━━━━━ THE RECORDS ━━━━━

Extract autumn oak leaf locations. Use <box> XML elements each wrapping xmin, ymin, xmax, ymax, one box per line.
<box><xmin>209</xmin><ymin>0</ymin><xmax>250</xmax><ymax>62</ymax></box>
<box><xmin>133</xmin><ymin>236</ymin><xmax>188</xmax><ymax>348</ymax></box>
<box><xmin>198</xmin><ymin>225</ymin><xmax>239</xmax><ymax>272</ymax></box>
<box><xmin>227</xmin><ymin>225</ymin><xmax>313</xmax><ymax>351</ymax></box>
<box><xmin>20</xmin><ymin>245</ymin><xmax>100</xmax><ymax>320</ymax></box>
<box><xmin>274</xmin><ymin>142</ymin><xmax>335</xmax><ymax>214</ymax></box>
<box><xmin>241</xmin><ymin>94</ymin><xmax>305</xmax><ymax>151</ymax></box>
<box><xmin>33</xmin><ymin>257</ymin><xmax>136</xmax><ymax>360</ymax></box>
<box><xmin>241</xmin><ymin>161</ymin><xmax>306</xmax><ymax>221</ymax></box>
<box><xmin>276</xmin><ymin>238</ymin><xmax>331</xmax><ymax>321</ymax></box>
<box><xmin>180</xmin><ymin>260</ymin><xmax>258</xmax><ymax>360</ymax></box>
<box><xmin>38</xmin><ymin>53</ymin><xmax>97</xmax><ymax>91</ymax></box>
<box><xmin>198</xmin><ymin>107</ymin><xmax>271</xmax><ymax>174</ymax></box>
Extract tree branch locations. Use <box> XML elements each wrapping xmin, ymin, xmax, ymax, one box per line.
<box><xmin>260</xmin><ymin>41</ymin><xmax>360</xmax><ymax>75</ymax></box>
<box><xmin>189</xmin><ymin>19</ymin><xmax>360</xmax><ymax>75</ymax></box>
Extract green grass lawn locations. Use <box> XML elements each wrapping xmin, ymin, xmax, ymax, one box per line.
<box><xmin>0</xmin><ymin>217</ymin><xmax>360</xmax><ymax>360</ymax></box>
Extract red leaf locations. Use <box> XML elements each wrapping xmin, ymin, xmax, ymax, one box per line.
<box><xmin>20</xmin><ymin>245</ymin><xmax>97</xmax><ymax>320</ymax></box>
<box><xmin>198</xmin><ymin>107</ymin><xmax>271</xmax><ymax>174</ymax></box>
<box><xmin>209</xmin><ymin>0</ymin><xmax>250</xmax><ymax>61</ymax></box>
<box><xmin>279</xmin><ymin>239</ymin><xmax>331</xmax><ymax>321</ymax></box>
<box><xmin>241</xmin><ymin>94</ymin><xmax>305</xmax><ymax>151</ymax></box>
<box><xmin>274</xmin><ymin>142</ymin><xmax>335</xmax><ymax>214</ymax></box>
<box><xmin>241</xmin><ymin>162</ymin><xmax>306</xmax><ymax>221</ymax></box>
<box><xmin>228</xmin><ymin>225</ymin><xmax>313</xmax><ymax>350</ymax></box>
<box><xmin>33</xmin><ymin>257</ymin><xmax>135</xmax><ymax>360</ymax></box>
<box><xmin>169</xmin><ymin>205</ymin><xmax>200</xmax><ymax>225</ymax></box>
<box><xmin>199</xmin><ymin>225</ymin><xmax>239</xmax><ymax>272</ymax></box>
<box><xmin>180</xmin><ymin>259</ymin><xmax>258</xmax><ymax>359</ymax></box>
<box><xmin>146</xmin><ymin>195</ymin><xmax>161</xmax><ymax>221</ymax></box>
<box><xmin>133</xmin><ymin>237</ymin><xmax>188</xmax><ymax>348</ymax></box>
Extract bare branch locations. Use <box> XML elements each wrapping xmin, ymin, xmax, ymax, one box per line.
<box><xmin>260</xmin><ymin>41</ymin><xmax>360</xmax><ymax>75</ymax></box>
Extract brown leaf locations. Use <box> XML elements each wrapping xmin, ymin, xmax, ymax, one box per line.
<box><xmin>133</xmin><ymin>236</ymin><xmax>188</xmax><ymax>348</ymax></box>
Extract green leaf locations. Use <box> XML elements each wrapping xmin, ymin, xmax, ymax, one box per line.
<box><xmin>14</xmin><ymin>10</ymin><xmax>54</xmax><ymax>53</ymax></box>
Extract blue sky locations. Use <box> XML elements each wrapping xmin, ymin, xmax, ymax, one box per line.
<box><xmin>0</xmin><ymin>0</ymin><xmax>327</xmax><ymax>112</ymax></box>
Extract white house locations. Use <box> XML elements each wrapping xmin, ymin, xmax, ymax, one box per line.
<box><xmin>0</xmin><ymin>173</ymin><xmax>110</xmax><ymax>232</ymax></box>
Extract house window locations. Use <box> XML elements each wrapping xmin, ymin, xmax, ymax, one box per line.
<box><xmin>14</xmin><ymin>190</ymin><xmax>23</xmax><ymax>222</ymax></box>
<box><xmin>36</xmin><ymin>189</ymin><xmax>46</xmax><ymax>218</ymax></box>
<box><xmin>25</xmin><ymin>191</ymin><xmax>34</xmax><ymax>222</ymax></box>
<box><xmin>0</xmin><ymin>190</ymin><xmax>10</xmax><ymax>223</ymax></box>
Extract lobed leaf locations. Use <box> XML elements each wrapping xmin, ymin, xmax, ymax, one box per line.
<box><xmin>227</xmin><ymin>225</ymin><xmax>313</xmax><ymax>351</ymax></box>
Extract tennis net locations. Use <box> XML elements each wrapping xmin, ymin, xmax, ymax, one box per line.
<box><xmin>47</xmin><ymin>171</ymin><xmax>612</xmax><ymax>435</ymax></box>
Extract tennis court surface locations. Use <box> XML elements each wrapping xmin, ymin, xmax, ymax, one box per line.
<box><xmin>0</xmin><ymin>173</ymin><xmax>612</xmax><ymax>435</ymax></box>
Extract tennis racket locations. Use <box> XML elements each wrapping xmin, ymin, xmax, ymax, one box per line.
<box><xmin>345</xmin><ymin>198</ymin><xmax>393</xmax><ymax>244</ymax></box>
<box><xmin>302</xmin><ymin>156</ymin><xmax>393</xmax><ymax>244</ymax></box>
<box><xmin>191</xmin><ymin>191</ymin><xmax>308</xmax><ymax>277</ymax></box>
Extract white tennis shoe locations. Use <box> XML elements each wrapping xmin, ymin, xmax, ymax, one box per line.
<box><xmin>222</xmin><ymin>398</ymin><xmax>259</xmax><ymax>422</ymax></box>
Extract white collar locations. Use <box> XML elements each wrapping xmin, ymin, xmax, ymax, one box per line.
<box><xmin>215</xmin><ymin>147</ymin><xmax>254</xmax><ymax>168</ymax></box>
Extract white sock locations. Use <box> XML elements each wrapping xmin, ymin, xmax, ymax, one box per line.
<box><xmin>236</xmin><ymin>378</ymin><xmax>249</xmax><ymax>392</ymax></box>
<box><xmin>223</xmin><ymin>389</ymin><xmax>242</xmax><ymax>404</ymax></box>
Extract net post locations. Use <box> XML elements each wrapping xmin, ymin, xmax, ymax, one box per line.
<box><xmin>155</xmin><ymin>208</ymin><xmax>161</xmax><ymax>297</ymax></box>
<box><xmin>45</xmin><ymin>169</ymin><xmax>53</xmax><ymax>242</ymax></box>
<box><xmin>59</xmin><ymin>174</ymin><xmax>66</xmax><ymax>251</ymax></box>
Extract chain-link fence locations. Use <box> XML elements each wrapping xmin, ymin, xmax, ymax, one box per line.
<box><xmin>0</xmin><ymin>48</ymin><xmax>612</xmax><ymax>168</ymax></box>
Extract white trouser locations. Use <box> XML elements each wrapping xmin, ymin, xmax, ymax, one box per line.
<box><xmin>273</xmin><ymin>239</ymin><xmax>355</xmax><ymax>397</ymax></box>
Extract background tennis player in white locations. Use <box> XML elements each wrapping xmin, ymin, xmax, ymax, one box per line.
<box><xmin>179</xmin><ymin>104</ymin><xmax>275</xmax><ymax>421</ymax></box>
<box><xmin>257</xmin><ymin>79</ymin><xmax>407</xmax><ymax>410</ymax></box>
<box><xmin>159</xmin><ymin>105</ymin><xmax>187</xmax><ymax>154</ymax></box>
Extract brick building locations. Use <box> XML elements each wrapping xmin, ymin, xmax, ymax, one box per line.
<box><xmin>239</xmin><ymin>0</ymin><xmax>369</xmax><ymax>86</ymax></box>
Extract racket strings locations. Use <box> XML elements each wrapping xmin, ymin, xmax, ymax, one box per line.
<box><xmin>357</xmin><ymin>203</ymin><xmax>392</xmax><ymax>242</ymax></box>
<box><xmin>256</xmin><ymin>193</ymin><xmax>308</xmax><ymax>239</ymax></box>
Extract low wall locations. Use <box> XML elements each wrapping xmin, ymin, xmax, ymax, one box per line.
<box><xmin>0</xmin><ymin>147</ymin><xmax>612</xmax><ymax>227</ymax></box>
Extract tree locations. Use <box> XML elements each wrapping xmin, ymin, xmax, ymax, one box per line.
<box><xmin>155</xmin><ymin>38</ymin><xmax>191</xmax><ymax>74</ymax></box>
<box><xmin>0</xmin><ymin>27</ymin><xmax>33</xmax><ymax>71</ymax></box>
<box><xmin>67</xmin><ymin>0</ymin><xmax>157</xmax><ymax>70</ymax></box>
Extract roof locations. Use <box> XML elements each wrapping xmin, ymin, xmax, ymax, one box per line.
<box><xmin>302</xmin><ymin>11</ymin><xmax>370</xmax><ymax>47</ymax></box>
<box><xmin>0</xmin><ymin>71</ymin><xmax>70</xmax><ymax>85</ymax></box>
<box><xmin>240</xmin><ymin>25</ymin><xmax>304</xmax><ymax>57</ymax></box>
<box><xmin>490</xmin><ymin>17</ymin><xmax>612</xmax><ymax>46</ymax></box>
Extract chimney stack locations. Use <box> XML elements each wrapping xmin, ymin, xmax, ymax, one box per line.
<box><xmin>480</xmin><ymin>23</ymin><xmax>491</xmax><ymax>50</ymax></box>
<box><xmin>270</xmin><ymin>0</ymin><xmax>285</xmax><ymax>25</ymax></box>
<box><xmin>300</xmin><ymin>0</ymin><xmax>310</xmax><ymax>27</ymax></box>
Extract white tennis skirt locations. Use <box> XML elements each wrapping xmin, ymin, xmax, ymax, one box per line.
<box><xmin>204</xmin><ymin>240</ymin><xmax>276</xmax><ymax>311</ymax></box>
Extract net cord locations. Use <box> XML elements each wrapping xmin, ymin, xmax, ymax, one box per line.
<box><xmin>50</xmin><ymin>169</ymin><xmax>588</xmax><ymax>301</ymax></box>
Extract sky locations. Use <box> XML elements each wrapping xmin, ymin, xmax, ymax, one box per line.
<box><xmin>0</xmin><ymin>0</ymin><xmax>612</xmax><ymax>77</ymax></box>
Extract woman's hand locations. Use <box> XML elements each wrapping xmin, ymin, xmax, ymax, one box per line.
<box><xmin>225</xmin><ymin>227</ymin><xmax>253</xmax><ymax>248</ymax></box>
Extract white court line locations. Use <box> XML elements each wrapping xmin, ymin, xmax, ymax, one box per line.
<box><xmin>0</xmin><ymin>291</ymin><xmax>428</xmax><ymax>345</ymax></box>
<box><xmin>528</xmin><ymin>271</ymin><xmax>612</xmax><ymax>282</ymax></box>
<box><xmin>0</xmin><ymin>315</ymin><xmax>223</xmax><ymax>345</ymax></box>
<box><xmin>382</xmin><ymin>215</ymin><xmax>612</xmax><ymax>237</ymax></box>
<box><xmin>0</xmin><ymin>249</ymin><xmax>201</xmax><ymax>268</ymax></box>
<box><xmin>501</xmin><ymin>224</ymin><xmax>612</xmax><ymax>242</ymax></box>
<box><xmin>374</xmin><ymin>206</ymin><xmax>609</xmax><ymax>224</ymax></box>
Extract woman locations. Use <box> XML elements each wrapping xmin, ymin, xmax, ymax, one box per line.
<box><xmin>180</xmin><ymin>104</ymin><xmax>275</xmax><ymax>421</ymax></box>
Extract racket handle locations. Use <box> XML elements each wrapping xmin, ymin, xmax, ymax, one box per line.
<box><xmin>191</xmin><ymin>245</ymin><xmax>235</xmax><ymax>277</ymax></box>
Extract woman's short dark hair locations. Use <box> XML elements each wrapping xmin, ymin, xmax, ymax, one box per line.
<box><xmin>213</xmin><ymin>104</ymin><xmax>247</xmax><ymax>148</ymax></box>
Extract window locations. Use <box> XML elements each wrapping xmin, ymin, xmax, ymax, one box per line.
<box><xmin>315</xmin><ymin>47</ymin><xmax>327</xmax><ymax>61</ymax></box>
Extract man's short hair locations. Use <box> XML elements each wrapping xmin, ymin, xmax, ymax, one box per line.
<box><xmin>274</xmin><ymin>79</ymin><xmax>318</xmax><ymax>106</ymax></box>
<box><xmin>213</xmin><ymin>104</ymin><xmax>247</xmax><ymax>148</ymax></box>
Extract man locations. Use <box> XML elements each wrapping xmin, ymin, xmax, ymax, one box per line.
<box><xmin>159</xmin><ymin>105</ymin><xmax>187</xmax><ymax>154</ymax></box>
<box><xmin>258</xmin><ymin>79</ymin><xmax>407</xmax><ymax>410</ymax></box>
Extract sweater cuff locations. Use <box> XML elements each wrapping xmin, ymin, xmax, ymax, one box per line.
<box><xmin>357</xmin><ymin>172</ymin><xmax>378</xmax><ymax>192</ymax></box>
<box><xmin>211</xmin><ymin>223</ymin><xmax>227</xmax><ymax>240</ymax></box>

━━━━━

TASK STATEMENT ▸
Return the lines of the data verbatim, starting at the line containing "Extract man locations." and continuing through the final line of the data, including both of these lines.

RESULT FOR THIS TASK ▸
Extract man locations. Use <box> XML elements each wrapping xmin, ymin, xmax, ymax, one box per line.
<box><xmin>159</xmin><ymin>105</ymin><xmax>187</xmax><ymax>154</ymax></box>
<box><xmin>258</xmin><ymin>79</ymin><xmax>407</xmax><ymax>410</ymax></box>
Extract sweater cuff locations. Use <box> XML elements each wrapping xmin, ymin, xmax, ymax, one box per line.
<box><xmin>357</xmin><ymin>172</ymin><xmax>378</xmax><ymax>192</ymax></box>
<box><xmin>211</xmin><ymin>223</ymin><xmax>227</xmax><ymax>240</ymax></box>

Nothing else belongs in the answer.